(What is expected):
Everything in the data should be repeated exactly, save for the images.

(Source data):
○ ○ ○

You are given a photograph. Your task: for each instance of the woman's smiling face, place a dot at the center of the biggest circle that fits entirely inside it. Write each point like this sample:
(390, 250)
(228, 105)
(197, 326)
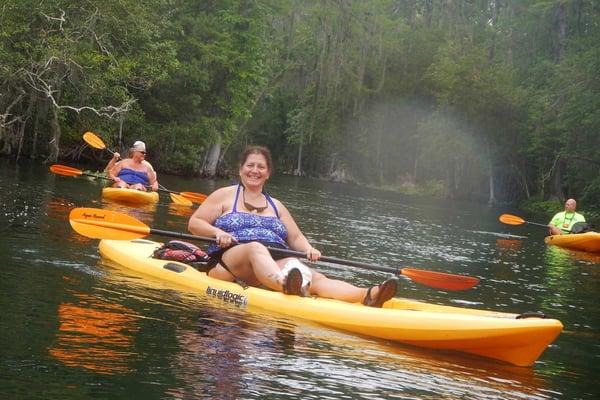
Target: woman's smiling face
(255, 170)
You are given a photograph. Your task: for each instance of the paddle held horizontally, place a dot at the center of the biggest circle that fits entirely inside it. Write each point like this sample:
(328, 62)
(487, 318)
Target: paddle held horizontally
(96, 142)
(177, 197)
(515, 220)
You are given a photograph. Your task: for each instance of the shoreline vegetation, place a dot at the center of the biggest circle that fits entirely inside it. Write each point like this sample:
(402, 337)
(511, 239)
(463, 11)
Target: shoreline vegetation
(490, 101)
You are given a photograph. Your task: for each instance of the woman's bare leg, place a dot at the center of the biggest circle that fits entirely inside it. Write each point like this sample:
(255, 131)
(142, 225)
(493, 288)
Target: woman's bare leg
(336, 289)
(252, 263)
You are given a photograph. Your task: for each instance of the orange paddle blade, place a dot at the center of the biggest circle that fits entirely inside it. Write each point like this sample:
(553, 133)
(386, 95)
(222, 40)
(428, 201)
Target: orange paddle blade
(195, 197)
(64, 170)
(511, 219)
(93, 140)
(180, 200)
(440, 280)
(96, 223)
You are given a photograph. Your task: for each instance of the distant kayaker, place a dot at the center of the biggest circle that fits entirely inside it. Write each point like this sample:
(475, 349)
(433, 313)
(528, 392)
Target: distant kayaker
(133, 172)
(244, 219)
(563, 222)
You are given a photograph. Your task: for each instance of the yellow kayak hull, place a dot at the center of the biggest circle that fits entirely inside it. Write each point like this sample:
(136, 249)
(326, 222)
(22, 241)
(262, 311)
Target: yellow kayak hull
(129, 196)
(495, 335)
(588, 241)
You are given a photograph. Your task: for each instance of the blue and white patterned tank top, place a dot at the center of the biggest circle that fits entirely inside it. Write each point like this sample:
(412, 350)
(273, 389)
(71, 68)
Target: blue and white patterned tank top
(246, 227)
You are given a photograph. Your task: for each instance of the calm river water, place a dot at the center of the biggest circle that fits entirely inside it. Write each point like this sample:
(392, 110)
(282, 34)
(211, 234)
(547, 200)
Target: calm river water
(74, 328)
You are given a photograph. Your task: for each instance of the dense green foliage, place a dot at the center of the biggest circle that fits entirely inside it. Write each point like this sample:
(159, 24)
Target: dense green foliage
(493, 99)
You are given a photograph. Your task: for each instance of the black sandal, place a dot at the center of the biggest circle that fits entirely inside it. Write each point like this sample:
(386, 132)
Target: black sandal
(293, 283)
(386, 291)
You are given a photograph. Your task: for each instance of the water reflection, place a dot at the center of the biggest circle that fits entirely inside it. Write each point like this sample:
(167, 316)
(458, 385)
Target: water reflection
(95, 334)
(248, 355)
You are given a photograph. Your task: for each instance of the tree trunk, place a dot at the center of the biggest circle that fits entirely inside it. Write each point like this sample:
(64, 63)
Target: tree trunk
(54, 145)
(561, 32)
(298, 170)
(209, 168)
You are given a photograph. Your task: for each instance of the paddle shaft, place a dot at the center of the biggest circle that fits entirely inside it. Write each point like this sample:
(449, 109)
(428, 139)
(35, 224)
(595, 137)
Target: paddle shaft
(287, 252)
(536, 223)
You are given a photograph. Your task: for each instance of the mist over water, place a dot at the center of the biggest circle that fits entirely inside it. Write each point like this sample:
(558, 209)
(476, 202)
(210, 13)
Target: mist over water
(74, 326)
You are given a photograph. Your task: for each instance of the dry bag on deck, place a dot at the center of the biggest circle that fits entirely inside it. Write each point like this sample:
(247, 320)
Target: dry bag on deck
(188, 253)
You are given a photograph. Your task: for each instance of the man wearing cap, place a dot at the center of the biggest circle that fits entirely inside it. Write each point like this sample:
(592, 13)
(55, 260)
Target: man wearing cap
(133, 172)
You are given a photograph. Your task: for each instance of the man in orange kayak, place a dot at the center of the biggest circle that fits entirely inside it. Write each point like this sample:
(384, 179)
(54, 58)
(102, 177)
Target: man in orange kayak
(562, 222)
(134, 172)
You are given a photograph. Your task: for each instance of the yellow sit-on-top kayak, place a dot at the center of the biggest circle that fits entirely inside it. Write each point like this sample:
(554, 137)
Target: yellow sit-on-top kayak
(588, 241)
(129, 196)
(495, 335)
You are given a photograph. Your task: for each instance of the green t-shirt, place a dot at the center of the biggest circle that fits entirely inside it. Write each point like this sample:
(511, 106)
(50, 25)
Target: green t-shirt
(565, 221)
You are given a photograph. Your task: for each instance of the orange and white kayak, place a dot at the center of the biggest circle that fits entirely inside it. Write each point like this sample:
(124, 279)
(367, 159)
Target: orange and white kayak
(588, 241)
(129, 196)
(496, 335)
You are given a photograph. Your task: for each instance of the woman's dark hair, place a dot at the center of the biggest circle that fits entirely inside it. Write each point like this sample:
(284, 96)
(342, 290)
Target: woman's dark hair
(257, 150)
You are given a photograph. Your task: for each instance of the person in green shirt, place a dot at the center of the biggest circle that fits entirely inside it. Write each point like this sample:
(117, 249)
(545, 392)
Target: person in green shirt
(563, 222)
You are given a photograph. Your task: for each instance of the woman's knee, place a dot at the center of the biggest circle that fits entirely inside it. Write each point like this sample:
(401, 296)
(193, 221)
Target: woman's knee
(256, 248)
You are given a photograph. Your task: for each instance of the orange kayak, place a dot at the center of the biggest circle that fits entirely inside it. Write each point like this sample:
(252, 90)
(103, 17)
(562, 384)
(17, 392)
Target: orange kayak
(129, 196)
(588, 241)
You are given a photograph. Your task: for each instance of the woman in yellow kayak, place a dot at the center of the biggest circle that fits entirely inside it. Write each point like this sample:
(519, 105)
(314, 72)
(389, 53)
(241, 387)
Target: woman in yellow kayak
(244, 219)
(563, 222)
(134, 172)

○ ○ ○

(Answer for this exercise):
You are given a photograph. Your task: for each instance of the woman's smiling face, place a dot at the center of the biggest circle that fits entirely inside it. Write each point like this sample:
(390, 250)
(228, 105)
(197, 326)
Target: woman's smiling face
(255, 170)
You are given a photograph. Your task: for each instance of the paddle held horizontally, place a dot at the center of the biggest circle that fits entirely inside it. Write each point like this sample:
(328, 62)
(487, 318)
Target: paddle held horizontally
(96, 142)
(177, 197)
(515, 220)
You are given a photograph. Your task: for each instance of the shoreline vegetation, place a dot at the center of the biggest circle that fits entirely inside it. Write each point like this sample:
(402, 337)
(511, 239)
(463, 11)
Target: shoreline vegetation
(490, 101)
You are given a photograph. Your task: for each instance of the woman's bare leg, place a dot at the center of the biggest circle that fits entirely inside it. Write each point like this sample:
(255, 131)
(142, 225)
(493, 288)
Target: woman's bare leg
(336, 289)
(252, 263)
You are given a photograph. Your task: for each instance of the orange paddle blade, place a dot at the center of the biggest circle that fits entirely inside it. Write each point like this sample:
(553, 133)
(386, 95)
(222, 40)
(428, 201)
Target: orange paddle blade
(195, 197)
(64, 170)
(511, 219)
(93, 140)
(180, 200)
(440, 280)
(96, 223)
You are given a photograph. Your task: for each instance of the distant kayaker, place a dot at the center of the biggest circle that fits entirely inside it. Write each point like this sample:
(475, 349)
(433, 313)
(528, 392)
Target: distant kayaker
(133, 172)
(244, 219)
(563, 222)
You are given a photograph. Your task: for each instance of the yellow kayak hull, place a dot at the center of the biggest circle that fits entirely inside it. Write each point like this sample:
(136, 249)
(326, 222)
(22, 241)
(262, 311)
Target: yellow kayak hull
(129, 196)
(495, 335)
(588, 241)
You are given a photograph. Your task: for each instance of the blue and white patterned tank top, place a dot at the center of the biggest circle that fits entirely inside it. Write each point like this sample:
(412, 350)
(273, 389)
(71, 68)
Target: blue and white patterned tank top
(246, 227)
You are given a photograph. Your task: for each instance of the calm river water, place a dot at the center of the biggest circle that fits entirely inside it. Write each point like this sample:
(392, 110)
(282, 34)
(211, 234)
(547, 200)
Target: calm river water
(74, 328)
You are given a photograph. Your task: for each instance of the dense green foliage, place a dot at the center of the biggest circle that fits entirely inside it. Write each point like this sample:
(159, 24)
Target: dense green foliage
(493, 99)
You are given a photograph. Your task: for each instance of the black sandal, place a dot at the center of the biggest circle that fits entirely inside it. Write each point like this sample:
(386, 132)
Target: black sandal
(293, 283)
(386, 291)
You are given a photograph. Your task: for each instance of the water reflection, place a dot at the center of the biggest circle that fits entirely inside it. Write each point like this sample:
(167, 316)
(458, 385)
Target: water reflection
(95, 334)
(248, 355)
You are given a photograph. Your task: for each instance of the tree trunk, place a dot at the center of the biggest circle that fits entirely inside it. Write each point like this sample:
(64, 63)
Target: tree trunk
(54, 145)
(561, 32)
(298, 170)
(209, 168)
You are given a photograph. Your task: for each instance of the paddle shaft, place a dot at the center of the biggest circle that fits entirely inside it. Write each point like this sample:
(449, 109)
(428, 139)
(35, 224)
(595, 137)
Target: paddle shaft
(287, 252)
(536, 223)
You are given a photograph. Your task: for each instance of the mist over water, place a dot at the center of the biggest circle that fits entirely inside it. Write each point like this sample:
(558, 209)
(476, 202)
(210, 13)
Target: mist over water
(74, 326)
You are given a photograph. Your task: for each instance of the dry bag on deck, place a dot at the center of the biggest circle that fits entirely inside it. Write each point like this sample:
(247, 320)
Target: dry bag on deck
(188, 253)
You are given a photograph. Your task: for each instance of the man wearing cap, place a dot at the center of the biggest circle that fits entirely inside it. Write each point like this sample:
(592, 13)
(55, 260)
Target: man wearing cap
(133, 172)
You are given a photograph. Your task: for each instance of the man in orange kayak, place a dot at the center of the biggest circle that fits entirely inside it. Write each point like this sample:
(384, 179)
(54, 58)
(102, 177)
Target: man in orange kayak
(562, 222)
(134, 172)
You are given a photograph. Your task: for each instance of the yellow sit-on-top kayak, place a dot at the center of the biggest circle that fits entirely inside it. Write each point like this sample:
(554, 137)
Target: yellow sit-on-top kayak
(588, 241)
(129, 196)
(495, 335)
You are given a photograph. Your task: for each instance of the green t-shirt, place a dot at the center of the biggest circle that fits entirely inside it. Write each point like this sample:
(511, 106)
(50, 25)
Target: green t-shirt
(565, 221)
You are given a photograph. Your task: for each instance of the orange and white kayak, place a dot at the center of the biggest circle that fits entirely inside it. Write each point like this sample:
(124, 279)
(367, 159)
Target: orange and white kayak
(588, 241)
(129, 196)
(496, 335)
You are given a photograph. Your task: for each instance of the woman's dark hair, place a dot at the center of the biggest circle that fits entirely inside it. Write each point like this sample:
(284, 96)
(342, 290)
Target: woman's dark hair
(257, 150)
You are given a photograph. Your task: for each instance of the person in green shirt, place a dot at the center of the biggest circle that fits entirely inside it. Write each point like this sample:
(117, 249)
(545, 392)
Target: person in green shirt
(563, 222)
You are given a photograph. Your task: for each instance of the woman's knee, place a dot at the center of the biggest circle that fits entirely inside it. Write each point like this sample:
(401, 296)
(193, 221)
Target: woman's knee
(256, 248)
You are given a photograph. Your task: for each instance of the orange kayak, place a dot at the center of the biggest circle that fits entirely inside it. Write each point like this sample:
(252, 90)
(103, 17)
(562, 384)
(17, 392)
Target: orange kayak
(129, 196)
(588, 241)
You are given a photograph. Your task: for each instance of the woman in yellow kayak, place a dot at the center of the biggest circle that fits entirely inside it. Write each point like this sample:
(519, 105)
(314, 72)
(389, 53)
(241, 387)
Target: woman in yellow kayak
(244, 219)
(563, 222)
(134, 172)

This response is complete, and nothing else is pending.